▶ Problem description
Give again, word for word, only the lines from the one containing "Please identify the green succulent" through the final line.

Start of Excerpted data

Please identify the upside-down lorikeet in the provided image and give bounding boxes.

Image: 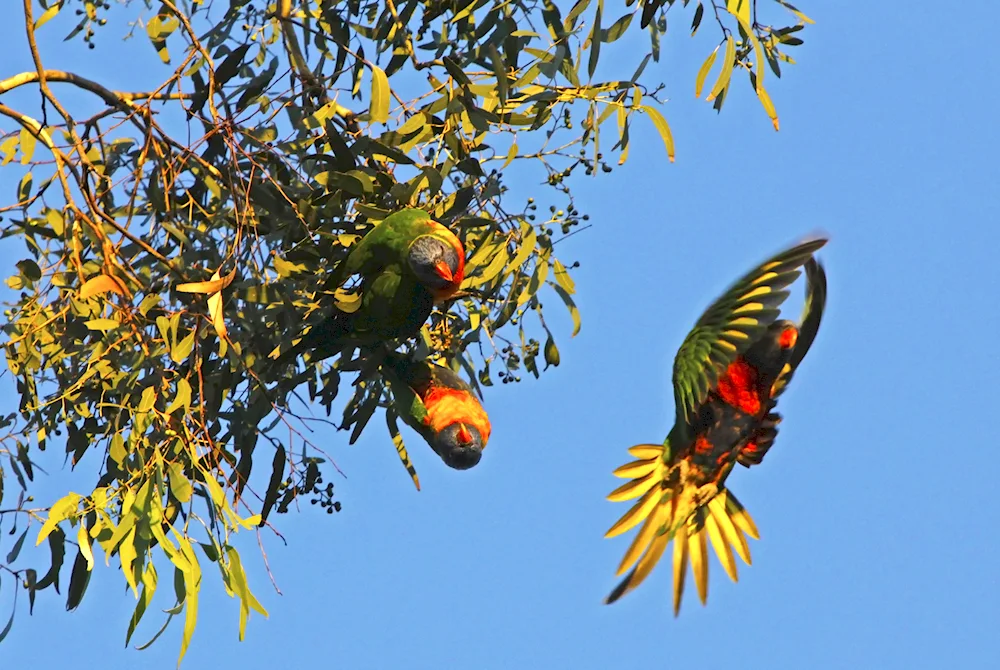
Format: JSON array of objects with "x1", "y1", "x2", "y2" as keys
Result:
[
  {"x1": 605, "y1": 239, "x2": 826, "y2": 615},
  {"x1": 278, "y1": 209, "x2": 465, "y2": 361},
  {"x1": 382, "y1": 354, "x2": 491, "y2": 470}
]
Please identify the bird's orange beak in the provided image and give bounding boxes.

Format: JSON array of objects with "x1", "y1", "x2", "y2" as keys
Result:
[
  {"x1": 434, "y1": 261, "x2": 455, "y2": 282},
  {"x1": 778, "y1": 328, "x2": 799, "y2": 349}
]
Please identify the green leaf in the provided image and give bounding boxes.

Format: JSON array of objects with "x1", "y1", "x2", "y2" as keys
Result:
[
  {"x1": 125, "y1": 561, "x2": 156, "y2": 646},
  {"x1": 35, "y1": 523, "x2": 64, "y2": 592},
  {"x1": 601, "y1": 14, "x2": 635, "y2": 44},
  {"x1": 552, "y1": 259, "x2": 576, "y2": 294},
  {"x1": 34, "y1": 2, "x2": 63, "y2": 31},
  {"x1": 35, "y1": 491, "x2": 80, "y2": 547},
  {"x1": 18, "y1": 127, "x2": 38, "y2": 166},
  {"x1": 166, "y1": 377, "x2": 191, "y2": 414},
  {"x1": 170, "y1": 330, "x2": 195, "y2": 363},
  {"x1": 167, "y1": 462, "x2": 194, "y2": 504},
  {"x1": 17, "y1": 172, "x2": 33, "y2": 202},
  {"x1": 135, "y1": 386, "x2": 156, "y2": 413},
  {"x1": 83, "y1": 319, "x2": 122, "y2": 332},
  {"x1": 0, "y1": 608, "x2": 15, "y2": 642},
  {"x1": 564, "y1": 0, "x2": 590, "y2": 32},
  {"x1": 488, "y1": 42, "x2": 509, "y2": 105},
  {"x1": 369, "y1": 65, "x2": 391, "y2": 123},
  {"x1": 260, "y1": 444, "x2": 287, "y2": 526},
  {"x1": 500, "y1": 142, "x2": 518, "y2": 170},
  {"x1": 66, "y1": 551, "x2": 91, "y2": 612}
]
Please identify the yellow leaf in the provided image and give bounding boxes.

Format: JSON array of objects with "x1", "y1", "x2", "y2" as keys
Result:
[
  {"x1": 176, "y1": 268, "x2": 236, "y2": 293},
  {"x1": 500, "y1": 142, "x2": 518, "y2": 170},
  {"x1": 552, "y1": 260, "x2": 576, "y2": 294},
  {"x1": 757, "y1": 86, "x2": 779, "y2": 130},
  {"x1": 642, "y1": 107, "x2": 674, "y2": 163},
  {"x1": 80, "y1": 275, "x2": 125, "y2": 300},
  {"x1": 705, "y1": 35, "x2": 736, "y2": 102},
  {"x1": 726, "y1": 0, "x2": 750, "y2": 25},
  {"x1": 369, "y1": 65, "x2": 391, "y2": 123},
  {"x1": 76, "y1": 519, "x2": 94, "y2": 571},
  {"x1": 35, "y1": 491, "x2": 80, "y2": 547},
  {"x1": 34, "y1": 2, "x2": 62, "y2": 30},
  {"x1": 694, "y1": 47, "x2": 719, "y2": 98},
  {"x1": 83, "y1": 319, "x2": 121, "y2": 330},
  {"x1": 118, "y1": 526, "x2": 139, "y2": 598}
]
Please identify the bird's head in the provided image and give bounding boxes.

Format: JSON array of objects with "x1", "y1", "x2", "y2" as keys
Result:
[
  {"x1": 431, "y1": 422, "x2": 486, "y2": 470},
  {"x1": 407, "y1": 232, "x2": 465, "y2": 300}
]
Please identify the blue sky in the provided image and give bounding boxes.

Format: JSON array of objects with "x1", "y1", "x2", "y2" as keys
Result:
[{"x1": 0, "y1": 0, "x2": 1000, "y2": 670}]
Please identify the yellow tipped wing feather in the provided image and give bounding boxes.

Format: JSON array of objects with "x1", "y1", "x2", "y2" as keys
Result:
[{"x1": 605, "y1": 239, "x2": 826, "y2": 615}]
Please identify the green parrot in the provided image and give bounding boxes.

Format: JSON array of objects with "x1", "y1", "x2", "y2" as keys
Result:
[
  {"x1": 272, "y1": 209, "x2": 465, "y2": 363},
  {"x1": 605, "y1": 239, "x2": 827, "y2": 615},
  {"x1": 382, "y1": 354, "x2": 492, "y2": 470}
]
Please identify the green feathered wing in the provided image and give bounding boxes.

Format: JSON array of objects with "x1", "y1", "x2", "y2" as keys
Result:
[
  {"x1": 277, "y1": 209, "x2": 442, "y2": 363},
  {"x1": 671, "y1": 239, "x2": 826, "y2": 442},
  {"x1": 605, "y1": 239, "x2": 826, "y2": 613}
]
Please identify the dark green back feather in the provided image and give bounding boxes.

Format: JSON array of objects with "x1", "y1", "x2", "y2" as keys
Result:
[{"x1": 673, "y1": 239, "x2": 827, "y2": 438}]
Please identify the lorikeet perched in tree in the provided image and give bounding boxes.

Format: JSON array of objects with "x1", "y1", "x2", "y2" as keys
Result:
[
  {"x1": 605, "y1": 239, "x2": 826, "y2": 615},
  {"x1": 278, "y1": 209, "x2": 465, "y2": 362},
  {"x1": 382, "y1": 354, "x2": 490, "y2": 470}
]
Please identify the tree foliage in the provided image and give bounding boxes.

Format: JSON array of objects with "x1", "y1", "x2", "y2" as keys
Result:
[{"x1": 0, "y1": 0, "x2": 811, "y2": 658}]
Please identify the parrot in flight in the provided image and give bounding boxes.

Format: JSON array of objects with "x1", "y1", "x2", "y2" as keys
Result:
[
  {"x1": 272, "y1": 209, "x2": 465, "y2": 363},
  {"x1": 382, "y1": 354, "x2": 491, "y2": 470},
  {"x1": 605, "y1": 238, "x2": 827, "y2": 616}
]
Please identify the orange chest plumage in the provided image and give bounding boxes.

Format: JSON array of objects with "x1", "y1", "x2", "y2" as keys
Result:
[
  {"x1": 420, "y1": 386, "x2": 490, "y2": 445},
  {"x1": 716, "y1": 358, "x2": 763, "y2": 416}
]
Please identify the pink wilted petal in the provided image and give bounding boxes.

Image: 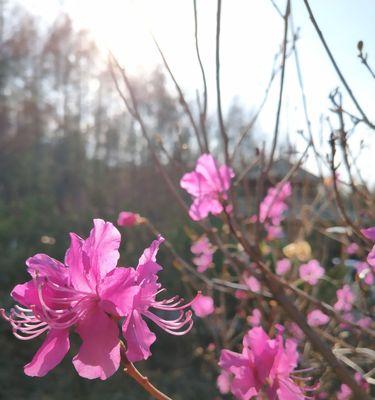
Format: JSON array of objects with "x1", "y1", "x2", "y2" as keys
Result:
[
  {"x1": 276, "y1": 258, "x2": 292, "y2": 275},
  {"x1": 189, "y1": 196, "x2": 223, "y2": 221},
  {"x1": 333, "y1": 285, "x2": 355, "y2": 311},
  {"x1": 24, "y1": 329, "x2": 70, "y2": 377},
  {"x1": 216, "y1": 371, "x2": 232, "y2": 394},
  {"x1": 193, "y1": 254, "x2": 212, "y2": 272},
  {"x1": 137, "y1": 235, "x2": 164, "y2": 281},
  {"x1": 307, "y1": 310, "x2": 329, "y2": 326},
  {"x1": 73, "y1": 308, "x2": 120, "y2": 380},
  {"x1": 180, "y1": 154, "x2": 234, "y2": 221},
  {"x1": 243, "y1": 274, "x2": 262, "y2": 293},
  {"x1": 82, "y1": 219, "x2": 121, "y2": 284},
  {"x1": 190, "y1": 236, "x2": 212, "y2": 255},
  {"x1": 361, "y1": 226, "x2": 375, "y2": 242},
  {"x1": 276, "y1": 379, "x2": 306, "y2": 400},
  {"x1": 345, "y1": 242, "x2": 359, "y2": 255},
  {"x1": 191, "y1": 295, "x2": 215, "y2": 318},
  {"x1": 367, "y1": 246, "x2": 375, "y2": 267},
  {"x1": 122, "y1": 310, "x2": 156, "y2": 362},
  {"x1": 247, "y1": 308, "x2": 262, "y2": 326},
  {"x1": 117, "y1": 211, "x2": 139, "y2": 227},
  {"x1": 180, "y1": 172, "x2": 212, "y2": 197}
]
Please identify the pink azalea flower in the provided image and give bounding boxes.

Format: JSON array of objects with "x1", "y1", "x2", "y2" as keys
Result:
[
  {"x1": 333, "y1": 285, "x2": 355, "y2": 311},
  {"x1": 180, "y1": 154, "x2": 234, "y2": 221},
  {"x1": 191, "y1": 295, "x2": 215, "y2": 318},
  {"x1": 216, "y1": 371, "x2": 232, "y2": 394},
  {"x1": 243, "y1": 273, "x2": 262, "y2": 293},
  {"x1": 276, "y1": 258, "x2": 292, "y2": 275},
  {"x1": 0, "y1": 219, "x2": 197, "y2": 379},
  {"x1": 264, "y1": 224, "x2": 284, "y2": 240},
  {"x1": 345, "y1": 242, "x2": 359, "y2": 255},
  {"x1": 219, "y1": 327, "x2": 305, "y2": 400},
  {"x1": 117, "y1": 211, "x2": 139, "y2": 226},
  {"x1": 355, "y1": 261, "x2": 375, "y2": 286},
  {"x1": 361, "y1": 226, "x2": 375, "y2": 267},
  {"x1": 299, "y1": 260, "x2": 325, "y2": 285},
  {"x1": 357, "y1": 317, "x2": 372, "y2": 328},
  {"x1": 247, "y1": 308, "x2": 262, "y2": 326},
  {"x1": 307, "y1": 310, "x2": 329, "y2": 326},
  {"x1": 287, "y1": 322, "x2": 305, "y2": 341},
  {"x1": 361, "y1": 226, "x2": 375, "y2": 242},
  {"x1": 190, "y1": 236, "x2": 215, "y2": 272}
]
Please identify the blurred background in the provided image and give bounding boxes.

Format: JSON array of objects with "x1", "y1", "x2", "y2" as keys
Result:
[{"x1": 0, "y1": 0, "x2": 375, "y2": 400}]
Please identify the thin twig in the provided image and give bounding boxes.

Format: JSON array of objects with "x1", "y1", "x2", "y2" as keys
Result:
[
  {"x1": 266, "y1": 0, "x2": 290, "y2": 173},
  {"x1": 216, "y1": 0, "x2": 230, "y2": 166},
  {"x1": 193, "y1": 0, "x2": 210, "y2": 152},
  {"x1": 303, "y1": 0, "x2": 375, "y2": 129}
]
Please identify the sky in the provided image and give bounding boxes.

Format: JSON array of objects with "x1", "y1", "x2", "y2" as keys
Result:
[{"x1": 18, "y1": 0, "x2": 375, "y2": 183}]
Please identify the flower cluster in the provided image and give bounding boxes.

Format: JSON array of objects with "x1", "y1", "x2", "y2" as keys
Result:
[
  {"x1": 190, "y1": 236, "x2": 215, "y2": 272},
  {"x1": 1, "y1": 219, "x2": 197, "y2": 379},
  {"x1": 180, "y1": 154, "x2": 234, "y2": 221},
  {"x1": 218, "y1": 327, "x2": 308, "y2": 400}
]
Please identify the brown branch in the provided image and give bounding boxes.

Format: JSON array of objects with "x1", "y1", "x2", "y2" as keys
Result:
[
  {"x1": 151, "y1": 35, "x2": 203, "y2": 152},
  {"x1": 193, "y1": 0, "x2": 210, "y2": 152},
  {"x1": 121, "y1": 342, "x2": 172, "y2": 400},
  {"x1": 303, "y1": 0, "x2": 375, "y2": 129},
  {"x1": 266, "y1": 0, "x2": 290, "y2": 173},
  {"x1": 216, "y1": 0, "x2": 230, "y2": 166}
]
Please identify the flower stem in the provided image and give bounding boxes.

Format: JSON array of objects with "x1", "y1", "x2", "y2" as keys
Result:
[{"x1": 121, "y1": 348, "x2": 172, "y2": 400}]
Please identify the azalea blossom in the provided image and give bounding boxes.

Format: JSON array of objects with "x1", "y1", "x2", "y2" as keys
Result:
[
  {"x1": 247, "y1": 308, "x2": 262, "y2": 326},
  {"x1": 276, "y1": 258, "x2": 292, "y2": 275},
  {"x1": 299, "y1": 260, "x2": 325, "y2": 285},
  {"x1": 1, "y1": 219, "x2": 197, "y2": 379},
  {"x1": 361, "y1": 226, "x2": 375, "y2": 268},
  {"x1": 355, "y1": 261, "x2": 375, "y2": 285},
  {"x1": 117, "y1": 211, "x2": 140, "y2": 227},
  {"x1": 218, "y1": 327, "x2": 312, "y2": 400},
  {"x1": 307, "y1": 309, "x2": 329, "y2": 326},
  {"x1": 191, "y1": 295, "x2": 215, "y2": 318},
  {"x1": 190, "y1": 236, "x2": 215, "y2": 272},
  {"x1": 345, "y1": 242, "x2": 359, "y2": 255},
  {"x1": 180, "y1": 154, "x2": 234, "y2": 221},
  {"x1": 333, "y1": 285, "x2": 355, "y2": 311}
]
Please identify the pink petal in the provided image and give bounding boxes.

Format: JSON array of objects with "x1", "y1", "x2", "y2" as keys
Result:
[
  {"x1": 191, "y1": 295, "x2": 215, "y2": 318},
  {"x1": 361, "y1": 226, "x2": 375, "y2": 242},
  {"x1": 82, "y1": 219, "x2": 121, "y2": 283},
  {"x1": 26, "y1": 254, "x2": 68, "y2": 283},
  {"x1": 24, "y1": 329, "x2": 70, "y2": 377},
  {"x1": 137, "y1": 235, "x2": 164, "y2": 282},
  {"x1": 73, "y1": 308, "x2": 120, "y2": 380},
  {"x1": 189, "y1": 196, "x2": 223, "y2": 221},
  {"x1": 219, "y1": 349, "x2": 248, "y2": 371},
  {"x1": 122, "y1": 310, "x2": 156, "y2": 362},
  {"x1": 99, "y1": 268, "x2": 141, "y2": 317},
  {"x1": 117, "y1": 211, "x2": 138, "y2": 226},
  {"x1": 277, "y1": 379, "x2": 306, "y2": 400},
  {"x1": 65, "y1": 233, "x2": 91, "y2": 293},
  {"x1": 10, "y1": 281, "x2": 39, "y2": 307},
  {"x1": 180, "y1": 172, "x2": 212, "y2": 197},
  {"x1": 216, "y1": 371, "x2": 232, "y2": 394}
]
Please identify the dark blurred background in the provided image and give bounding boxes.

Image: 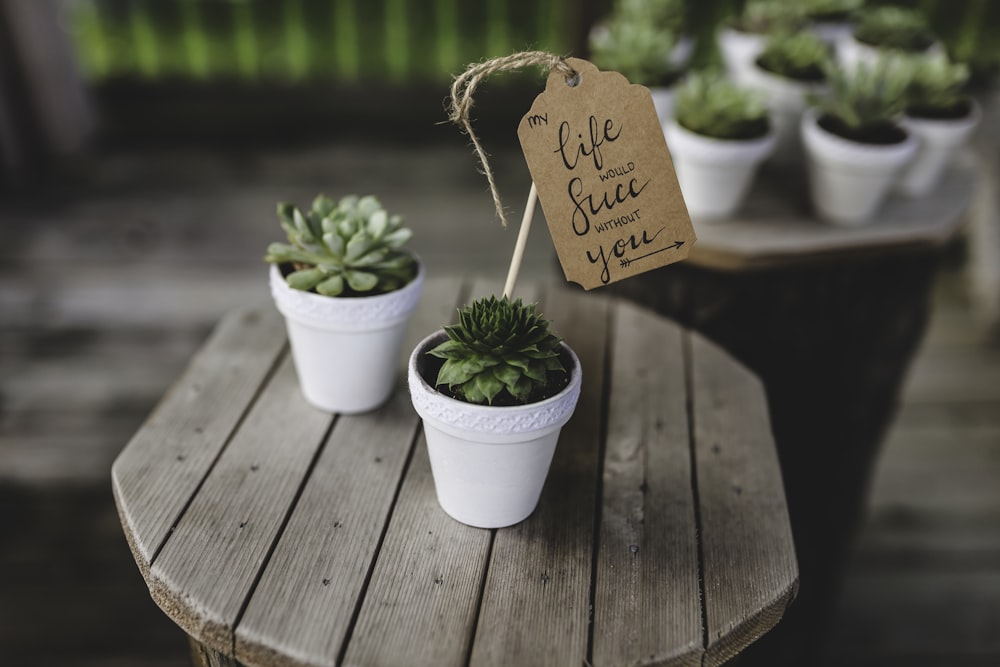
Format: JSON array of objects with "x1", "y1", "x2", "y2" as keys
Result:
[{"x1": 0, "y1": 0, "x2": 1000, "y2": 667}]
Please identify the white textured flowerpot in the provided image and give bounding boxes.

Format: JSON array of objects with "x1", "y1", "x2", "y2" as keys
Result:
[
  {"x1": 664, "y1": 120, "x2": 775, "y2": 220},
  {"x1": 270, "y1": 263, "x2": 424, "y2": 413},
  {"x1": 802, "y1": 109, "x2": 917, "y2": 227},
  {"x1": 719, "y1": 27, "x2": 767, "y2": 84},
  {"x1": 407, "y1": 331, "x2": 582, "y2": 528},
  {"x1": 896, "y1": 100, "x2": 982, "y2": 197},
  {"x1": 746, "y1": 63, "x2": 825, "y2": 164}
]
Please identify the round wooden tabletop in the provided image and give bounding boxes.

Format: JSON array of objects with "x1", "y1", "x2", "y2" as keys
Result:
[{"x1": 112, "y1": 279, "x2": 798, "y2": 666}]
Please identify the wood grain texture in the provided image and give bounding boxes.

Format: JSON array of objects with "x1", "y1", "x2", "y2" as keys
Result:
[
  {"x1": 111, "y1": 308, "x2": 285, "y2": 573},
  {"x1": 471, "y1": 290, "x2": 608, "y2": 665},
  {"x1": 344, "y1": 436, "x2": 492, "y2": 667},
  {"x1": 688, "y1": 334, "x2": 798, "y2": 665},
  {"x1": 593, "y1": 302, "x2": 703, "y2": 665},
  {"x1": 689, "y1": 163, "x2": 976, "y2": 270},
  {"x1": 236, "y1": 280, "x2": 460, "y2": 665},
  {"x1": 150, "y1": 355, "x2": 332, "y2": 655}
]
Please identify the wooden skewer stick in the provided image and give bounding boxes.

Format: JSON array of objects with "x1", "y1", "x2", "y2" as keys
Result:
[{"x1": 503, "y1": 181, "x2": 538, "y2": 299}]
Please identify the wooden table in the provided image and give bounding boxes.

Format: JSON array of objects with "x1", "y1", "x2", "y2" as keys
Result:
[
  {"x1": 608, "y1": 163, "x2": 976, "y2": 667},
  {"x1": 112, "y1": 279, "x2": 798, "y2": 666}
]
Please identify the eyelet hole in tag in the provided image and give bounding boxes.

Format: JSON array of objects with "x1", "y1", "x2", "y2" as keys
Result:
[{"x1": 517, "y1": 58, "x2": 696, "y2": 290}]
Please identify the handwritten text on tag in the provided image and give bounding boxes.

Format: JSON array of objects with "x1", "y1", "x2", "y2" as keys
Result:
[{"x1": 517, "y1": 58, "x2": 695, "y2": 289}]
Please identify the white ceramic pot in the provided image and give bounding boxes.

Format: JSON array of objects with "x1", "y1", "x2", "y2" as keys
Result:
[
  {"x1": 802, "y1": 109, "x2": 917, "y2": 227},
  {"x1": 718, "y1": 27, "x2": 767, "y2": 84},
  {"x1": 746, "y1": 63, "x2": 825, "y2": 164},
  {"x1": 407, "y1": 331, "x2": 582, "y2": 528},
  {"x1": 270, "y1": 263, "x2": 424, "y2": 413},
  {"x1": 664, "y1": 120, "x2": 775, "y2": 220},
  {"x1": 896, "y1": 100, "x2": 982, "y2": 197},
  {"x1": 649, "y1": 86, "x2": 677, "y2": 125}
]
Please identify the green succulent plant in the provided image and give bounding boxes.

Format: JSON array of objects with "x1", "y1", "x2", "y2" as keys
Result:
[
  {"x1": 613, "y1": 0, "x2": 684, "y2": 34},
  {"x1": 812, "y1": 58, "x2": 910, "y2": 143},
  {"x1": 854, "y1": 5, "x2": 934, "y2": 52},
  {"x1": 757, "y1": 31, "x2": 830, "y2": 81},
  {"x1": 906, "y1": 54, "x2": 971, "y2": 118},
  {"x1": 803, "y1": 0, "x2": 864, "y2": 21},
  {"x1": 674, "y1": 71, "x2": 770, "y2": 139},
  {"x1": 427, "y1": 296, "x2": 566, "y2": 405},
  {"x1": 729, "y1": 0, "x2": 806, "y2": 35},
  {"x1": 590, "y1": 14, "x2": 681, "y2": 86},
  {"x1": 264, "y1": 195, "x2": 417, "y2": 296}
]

End of Excerpted data

▶ Result of this task
Please identify the green succulent plant in the provided image and give bounding boxes.

Format: JSON array of objects with "x1", "y1", "x2", "y2" as keys
Result:
[
  {"x1": 613, "y1": 0, "x2": 684, "y2": 34},
  {"x1": 812, "y1": 58, "x2": 910, "y2": 143},
  {"x1": 854, "y1": 5, "x2": 934, "y2": 52},
  {"x1": 757, "y1": 31, "x2": 830, "y2": 81},
  {"x1": 906, "y1": 54, "x2": 971, "y2": 118},
  {"x1": 803, "y1": 0, "x2": 864, "y2": 21},
  {"x1": 674, "y1": 71, "x2": 770, "y2": 139},
  {"x1": 427, "y1": 296, "x2": 566, "y2": 405},
  {"x1": 729, "y1": 0, "x2": 806, "y2": 35},
  {"x1": 590, "y1": 14, "x2": 681, "y2": 86},
  {"x1": 264, "y1": 195, "x2": 417, "y2": 296}
]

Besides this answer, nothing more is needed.